### Exercise requirements
The entries below are to be repeated exactly as they stand.

### Source information
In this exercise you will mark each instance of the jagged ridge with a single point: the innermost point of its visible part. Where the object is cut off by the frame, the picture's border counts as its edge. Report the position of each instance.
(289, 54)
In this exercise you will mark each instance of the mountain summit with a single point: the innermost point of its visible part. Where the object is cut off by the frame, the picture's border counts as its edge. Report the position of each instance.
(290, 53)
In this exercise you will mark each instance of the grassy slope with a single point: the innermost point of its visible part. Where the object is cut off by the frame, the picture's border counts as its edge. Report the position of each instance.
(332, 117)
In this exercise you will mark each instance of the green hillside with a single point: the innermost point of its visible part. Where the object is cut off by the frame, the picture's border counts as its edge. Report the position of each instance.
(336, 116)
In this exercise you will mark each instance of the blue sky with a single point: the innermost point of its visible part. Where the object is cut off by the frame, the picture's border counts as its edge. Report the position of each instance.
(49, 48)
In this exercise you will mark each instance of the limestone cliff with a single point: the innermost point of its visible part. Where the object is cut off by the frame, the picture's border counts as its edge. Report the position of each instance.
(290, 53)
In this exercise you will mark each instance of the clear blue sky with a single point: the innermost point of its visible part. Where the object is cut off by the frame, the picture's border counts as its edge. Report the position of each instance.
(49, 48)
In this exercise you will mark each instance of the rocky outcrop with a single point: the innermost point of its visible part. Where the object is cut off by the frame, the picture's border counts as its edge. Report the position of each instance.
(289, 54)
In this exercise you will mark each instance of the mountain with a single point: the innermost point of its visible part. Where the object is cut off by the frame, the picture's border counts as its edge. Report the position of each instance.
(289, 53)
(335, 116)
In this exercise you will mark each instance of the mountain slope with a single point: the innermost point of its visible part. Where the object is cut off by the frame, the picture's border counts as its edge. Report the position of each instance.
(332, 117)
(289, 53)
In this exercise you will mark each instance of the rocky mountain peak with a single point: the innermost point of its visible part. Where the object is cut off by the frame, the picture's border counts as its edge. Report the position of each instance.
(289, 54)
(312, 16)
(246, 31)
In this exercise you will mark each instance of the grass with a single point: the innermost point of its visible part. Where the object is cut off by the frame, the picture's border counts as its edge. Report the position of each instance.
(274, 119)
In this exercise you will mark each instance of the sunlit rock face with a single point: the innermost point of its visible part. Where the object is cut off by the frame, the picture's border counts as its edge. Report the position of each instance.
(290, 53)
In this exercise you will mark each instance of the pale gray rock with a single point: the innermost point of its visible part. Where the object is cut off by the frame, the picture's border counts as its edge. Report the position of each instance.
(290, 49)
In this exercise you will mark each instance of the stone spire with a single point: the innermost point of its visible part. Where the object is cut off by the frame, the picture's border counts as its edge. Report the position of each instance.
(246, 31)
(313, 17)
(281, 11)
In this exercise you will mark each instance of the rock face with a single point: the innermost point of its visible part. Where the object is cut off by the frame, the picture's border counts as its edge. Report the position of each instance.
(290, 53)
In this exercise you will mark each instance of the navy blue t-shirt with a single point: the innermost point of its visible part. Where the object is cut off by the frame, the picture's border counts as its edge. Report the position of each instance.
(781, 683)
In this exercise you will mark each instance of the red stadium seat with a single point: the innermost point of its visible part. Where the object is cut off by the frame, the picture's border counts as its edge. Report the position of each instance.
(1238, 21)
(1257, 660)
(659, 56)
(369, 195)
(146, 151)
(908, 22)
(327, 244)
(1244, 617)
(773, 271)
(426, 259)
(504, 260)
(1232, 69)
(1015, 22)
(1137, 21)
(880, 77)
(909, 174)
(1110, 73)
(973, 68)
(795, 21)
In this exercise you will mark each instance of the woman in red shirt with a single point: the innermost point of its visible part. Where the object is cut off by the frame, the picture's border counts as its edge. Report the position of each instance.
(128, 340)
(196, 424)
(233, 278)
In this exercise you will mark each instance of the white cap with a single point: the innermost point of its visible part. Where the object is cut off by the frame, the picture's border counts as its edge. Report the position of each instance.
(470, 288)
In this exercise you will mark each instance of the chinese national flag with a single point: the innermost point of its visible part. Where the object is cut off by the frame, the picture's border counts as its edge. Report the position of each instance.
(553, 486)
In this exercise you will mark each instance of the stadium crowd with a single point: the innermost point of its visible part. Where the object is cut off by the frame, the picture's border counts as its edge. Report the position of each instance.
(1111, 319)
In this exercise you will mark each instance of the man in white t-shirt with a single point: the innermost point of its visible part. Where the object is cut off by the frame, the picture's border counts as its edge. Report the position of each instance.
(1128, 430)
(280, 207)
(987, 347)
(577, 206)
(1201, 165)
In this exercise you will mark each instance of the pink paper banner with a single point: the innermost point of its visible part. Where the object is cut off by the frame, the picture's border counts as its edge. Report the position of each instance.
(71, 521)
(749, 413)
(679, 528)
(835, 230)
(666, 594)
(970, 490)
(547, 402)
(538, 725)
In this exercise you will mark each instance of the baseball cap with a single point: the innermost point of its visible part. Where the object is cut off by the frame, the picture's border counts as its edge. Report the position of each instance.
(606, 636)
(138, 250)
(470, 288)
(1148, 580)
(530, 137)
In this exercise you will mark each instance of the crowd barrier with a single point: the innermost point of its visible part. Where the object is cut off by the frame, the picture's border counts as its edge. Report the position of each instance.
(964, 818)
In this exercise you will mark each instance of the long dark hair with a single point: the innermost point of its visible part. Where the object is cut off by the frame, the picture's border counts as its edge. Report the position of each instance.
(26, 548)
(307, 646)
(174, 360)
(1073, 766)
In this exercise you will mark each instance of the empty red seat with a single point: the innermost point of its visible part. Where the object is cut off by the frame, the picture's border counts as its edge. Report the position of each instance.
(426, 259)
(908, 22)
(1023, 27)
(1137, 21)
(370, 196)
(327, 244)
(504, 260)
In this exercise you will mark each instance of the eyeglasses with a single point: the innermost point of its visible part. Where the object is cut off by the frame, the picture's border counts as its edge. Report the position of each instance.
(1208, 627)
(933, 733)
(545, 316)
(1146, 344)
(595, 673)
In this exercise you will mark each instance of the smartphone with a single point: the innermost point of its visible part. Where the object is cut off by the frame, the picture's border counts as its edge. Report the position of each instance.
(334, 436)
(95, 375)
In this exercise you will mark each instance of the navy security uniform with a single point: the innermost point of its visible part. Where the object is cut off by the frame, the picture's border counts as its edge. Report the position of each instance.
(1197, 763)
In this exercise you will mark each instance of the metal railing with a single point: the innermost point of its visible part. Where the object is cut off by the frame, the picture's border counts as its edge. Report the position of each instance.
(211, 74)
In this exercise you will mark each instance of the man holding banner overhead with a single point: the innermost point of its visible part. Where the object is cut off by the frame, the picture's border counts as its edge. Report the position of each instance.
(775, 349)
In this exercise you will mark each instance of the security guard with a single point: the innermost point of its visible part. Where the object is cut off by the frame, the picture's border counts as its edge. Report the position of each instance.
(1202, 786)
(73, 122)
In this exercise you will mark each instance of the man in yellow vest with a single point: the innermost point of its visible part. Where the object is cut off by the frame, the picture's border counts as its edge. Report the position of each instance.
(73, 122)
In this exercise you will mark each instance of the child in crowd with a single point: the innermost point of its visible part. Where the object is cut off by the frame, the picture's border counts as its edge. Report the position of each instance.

### Completed task
In this exercise you will mark each instance of the jagged ridge with a single point: the innermost point of its visible part. Where the object is cut off by the frame, the picture's border counts as its edge. Report the position of each instance.
(289, 54)
In this exercise you will mark each instance of the mountain summit with a single point: the innermost point of its visible part. Where the object is cut off by the frame, the picture's border counts as its edge. Report the position of each instance.
(290, 53)
In this exercise you will mark each instance of the grassy slope with a single point: the innermost point of its visible part. Where the object is cut off by the frame, the picture's border counts as its edge. Report the position of each instance.
(332, 117)
In this exercise you will mark each instance of the green hillside with a single point: the innermost point of its visible part. Where the object is cut off by the frame, the picture's border counts as its edge. Report the position of each instance.
(336, 116)
In this exercise you will mark each instance of the blue sky with a single point: the innermost point of its visible part. Where the object is cut off by the frame, the picture's border counts as its edge. Report the position of each instance.
(49, 48)
In this exercise you will mark each instance of the limestone cliff with a single point: the innermost point of its visible part. Where the object is cut off by the frame, the picture's border counts as its edge. Report the position of each instance.
(290, 53)
In this exercise you will mark each instance of the clear blue sky with a single point: the innermost point of its visible part. Where the object is cut off by the frame, the picture's border counts as its edge. Report the position of each instance.
(49, 48)
In this exercise you will mark each instance of the rocky outcrop with a single point: the innermost point of its visible part. Where the object is cut off by the frame, the picture's border counts as its edge. Report the position of each instance.
(289, 54)
In this exercise you will mark each instance of the mountain with a single point: the innermost point of its visible part. Where the object is cut off by the frame, the picture's border counts as its edge. Report the position of each instance.
(289, 53)
(335, 116)
In this exercise you will mark each instance of the mountain slope with a single point: the innermost point of its visible part. Where the object is cut off by the frame, the picture's border counts as its edge. Report the position of each instance.
(332, 117)
(289, 53)
In this exercise you will mark each instance of the rocky mountain peak with a single point: the innermost point of its visible part. Where the object is cut off by the frame, the picture's border counts as its edge. Report the position of each instance.
(289, 54)
(312, 16)
(246, 31)
In this exercise you will mark each instance of the grass with a single point: the innermost point of its visible part. Where the object is cut off by the frame, the picture's border counts as its edge. Report the position of each instance.
(274, 119)
In this exercise you will mark each instance of the sunlit rock face with a single point: the innermost point of its visible part. Where the object is cut off by the frame, the picture's border counts as its edge. Report the position of each instance.
(290, 53)
In this exercise you will mark each instance of the pale gray rock with a single point: the innermost point of its visible part. Where the object is cut off by the frame, the picture's border counts as its edge. Report the position of each instance.
(290, 49)
In this exercise you will mark each instance of the stone spire with a single point: the innermost point of its visible part. Where the object is cut off by the frame, the picture's border counts as its edge. Report the position of each instance.
(246, 31)
(313, 17)
(281, 11)
In this exercise you will mark each instance of the rock face with a single point: the innermost point of its visible part. Where the object is cut off by the frame, the picture's border counts as its edge. Report the position of each instance.
(290, 53)
In this exercise you will mark each instance of the navy blue t-shirt with a single point: the innermost point of its visible part. Where the object is cut off by the frame, the picture's border counts as its edge. Report the position of each instance.
(781, 683)
In this exercise you will mark each instance of the red stadium seat with a single point: the innermost point of its visible part. Where the object is cut off by the frame, the picture's border counts as its edge. Report the position of each instance.
(1238, 21)
(1257, 660)
(659, 56)
(369, 195)
(146, 151)
(908, 22)
(327, 244)
(1244, 617)
(773, 271)
(426, 259)
(504, 260)
(1232, 69)
(1015, 22)
(1137, 21)
(880, 77)
(909, 174)
(1110, 73)
(973, 68)
(795, 21)
In this exercise you will mark each instance of the woman in red shirt with a single point: the innermost point of its visible part. Where the object is cut off by the frame, the picture's border counts as its edge. Report the position of each instance.
(128, 340)
(196, 424)
(233, 278)
In this exercise you will mark each instance of the white cap with a single point: the innermost point of its visible part. Where the object is cut off by the frame, the picture's border counts as its edge. Report the position of each instance.
(470, 288)
In this exercise you will mark each instance of the chinese national flag with a single point: the innermost point of its visible part. Where the object is cut off by the frame, the picture's border counts as its edge. Report the position of each instance.
(553, 486)
In this exercise you will mark each instance of the stadium crowd with a single point: the innermost point of its visible part. Where the object is cut off by the frame, the picture's border counts as its edge. Report the position of each instance.
(1111, 319)
In this exercise you will mark each instance of the man in white t-shirt with a single point: the innermost point of its visible part. Where the object is cut off by the frame, the picture's border counts as its edge. Report the position of each instance.
(1128, 430)
(280, 207)
(987, 347)
(577, 206)
(1201, 165)
In this exercise you will mark each instance of the pink paper banner with a single point: the innermost point of its visible part. Where the object is cut off by the frame, the picture's border counts as its edge. Report the position of each instance.
(71, 521)
(749, 413)
(679, 528)
(835, 230)
(666, 594)
(970, 490)
(547, 402)
(538, 725)
In this exercise you will mark each instance of the baseball cap with a single point: the innermost point of its visible part. Where the object is cut off by the frame, the picture's border counts as its edge. Report the position of each instance.
(606, 636)
(138, 250)
(470, 288)
(1148, 580)
(530, 137)
In this exercise you will mark each instance of the crowd barrier with a single point: the innermost point of its visible part. Where the object is cut off by the frame, the picture's border counts as its edge. Report the position of each instance.
(964, 818)
In this exercise you will mark each instance of the long dark hair with a single point: the innermost point of its visible part. Where the object is cut off by the frame, the picture's border counts as its edge. Report the position of each instance.
(26, 548)
(307, 646)
(174, 360)
(1073, 766)
In this exercise you will mark each instance of the empty red seat with a single point: the innermost point of its visible part. Where the object is cut off by the frame, the picture's border counts as its edge. Report the position of each instance.
(426, 259)
(908, 22)
(1023, 27)
(1137, 21)
(370, 196)
(327, 244)
(504, 260)
In this exercise you will mark each instance of the eyeglasses with a single point: the innermost point of its visible part. Where the object is cut off by the frame, the picture's border counts as its edge. Report the position of each instance.
(1208, 627)
(933, 733)
(545, 316)
(1146, 344)
(595, 673)
In this exercise you will mark each instance of the smartphone with a single point: the innermost point of its visible part. Where the object is cut off by the frame, the picture's border counts as its edge. Report the position of each instance.
(334, 436)
(95, 375)
In this exercise you will mark each instance of the navy security uniform with a single point: the innermost point of its visible part. Where the object is cut off by the frame, the picture's border counts as its edge. Report the position of each instance.
(1197, 763)
In this exercise you will mark each instance of the metal railing with a single point: the innermost point of its visible part. Where the object is cut off by the frame, the picture's border counts as its edge. Report the position of each instance.
(211, 74)
In this exercise you will mark each instance of the man holding banner overhead with a single point: the innermost point of its visible part. Where the object is cut off by the frame, the picture's border counts as its edge. Report the position of each instance.
(775, 349)
In this exercise you will mark each instance of the security guard with a single point: the innermost point of its visible part. Where the object is cut off by the frame, the picture's border counts as its edge. Report the position of each instance.
(1202, 786)
(73, 122)
In this exercise you will mark each instance of the man in yellow vest with a single point: the innermost point of its visible part. Where the object is cut off by the frame, the picture's border counts as its edge. Report the position of each instance.
(73, 122)
In this exercise you will mark each instance of the child in crowd with a single point: the innermost point of its visible part. Where the object is cut off by the frame, the picture's border counts as its edge. Report the position of each instance.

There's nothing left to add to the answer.